Copy out the entries below exactly as they stand, but only from the line containing "Note to the class: find each instance of the oat" through the line containing "Note to the class: find each instance of the shrub".
(Beginning of Supplied records)
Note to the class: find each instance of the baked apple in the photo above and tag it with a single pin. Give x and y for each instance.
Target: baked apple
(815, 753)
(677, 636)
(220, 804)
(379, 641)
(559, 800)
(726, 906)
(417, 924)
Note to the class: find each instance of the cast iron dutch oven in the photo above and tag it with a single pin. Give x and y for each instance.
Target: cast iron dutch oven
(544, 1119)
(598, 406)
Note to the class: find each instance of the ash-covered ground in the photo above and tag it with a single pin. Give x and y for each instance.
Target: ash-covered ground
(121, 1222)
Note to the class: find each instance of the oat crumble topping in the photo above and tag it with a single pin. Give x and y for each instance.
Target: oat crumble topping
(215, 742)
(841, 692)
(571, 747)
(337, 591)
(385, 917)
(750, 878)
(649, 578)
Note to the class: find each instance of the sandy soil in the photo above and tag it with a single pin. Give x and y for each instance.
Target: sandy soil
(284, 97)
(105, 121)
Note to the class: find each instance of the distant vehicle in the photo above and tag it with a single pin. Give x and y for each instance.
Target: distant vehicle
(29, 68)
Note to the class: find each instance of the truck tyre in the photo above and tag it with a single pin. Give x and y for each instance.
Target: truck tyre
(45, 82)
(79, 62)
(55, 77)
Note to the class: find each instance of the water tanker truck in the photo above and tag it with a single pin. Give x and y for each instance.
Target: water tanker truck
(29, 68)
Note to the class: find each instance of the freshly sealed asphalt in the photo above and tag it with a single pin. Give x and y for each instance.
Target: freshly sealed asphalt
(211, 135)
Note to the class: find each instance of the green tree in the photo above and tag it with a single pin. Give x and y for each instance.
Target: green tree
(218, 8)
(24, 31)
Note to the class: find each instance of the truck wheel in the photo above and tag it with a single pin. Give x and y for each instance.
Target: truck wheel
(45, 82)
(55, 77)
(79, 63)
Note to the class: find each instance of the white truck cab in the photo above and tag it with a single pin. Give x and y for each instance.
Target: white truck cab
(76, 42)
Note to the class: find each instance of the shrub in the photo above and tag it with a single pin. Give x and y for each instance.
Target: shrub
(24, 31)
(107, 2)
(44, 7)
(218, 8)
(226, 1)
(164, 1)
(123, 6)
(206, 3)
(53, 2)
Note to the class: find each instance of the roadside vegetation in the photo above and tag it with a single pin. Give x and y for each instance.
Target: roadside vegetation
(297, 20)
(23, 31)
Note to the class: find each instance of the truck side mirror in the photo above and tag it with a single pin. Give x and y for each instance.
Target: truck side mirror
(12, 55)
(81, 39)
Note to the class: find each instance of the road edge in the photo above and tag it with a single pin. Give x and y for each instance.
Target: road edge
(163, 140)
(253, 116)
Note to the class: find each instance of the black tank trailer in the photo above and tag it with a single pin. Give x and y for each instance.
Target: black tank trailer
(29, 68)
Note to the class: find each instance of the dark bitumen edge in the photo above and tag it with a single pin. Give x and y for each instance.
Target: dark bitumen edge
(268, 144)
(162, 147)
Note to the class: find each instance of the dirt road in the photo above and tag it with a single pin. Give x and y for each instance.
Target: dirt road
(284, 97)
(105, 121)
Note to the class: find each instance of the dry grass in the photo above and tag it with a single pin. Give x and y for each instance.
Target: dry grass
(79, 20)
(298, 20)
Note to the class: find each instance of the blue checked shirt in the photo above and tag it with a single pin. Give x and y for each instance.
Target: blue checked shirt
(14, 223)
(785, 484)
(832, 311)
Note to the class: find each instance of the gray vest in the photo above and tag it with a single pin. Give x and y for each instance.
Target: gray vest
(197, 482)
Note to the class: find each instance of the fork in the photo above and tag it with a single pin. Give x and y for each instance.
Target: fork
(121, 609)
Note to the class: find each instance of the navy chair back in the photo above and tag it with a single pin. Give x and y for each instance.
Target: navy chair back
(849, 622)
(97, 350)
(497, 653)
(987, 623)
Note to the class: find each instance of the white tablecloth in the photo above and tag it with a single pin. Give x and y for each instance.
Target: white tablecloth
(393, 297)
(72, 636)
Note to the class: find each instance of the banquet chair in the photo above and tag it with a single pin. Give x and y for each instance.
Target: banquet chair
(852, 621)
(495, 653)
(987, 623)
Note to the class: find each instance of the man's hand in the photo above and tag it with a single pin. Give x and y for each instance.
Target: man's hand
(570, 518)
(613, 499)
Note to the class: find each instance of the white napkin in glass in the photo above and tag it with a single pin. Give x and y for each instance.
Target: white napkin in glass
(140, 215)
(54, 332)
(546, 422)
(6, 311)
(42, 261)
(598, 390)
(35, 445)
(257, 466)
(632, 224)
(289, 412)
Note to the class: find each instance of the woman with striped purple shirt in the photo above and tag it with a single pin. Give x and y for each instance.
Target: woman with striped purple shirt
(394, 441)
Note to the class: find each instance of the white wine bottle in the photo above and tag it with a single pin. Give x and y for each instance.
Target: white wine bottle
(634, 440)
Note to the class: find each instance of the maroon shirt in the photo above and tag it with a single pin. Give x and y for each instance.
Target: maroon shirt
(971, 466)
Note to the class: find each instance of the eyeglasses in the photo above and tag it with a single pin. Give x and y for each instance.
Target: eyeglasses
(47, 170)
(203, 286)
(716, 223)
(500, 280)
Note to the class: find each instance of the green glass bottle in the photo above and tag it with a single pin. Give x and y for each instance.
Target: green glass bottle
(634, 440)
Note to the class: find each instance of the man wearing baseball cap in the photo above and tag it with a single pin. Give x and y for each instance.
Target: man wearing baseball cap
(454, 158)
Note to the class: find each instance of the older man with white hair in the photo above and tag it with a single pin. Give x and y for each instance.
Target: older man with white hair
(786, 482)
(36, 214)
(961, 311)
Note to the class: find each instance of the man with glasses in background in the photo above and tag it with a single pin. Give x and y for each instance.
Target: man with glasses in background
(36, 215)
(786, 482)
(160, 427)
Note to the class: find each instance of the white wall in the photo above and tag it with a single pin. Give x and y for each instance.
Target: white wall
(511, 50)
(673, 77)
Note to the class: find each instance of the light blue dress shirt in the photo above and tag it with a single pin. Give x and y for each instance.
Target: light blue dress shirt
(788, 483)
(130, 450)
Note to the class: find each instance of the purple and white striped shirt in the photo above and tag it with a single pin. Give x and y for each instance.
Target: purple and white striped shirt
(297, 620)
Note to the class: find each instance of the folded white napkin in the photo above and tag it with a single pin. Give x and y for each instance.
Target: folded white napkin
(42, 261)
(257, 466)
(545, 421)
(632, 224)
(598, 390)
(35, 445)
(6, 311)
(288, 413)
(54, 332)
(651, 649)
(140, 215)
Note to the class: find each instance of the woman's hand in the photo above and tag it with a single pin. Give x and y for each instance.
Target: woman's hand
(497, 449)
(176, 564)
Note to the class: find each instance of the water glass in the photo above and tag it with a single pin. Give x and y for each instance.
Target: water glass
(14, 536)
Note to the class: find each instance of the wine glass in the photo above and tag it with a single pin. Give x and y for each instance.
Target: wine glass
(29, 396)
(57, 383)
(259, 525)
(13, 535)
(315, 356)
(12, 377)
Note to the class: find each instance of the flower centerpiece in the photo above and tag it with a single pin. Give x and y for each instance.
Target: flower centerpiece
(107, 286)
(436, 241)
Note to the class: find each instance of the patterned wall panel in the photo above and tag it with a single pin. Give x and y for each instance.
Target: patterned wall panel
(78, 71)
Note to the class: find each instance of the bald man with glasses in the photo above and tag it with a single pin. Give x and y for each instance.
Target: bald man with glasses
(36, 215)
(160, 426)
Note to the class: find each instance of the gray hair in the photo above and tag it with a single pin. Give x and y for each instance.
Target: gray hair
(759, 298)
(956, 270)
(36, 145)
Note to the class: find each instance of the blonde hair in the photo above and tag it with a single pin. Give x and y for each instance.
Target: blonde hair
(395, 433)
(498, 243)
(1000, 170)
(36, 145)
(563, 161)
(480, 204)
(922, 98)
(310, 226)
(End of Supplied records)
* **Exercise solution**:
Note to the class: find each instance of the oat crumble topping in the photo above and tag it with a single pin. Give x and y for each instance.
Target: oat crumble topping
(215, 742)
(841, 692)
(571, 747)
(337, 591)
(385, 917)
(750, 878)
(649, 578)
Note to the class: find each instance of the sandy soil in the photo above and tag it with a single pin. Give x and y for each instance.
Target: sandy soil
(284, 97)
(105, 121)
Note to the class: find each instance of the distant vehicle in the photo above and tag it with a single pin. Give x and y for each instance.
Target: distant vehicle
(29, 68)
Note to the class: find each instance of the truck tyre in the photo above and tag it with a single pin. Give x and y for each instance.
Target: truck tyre
(45, 82)
(79, 62)
(55, 77)
Note to the class: find each instance of the water tanker truck in the photo above and tag it with a single pin. Give x and y for each instance.
Target: water tanker truck
(29, 68)
Note to the class: find each instance of the freshly sealed asphalt in the photo above and tag it with a single pin. Give x and y for each instance.
Target: freshly sealed asphalt
(211, 135)
Note to the class: find each instance of the green tree in the photo above and tag it with a single pin. Give x and y for each instance.
Target: green tree
(218, 8)
(24, 31)
Note to the class: find each instance of the truck wheel in the photo above and tag it with a single pin. Give x and y for each instance.
Target: truck wheel
(45, 82)
(55, 77)
(79, 63)
Note to the class: find each instance of the white truck cab in the photo above and tag it with a single pin. Give x and y for each instance.
Target: white truck cab
(76, 42)
Note to the class: find each instance of the shrub in the photo above and tag it with a single pin. Give x and y for each instance.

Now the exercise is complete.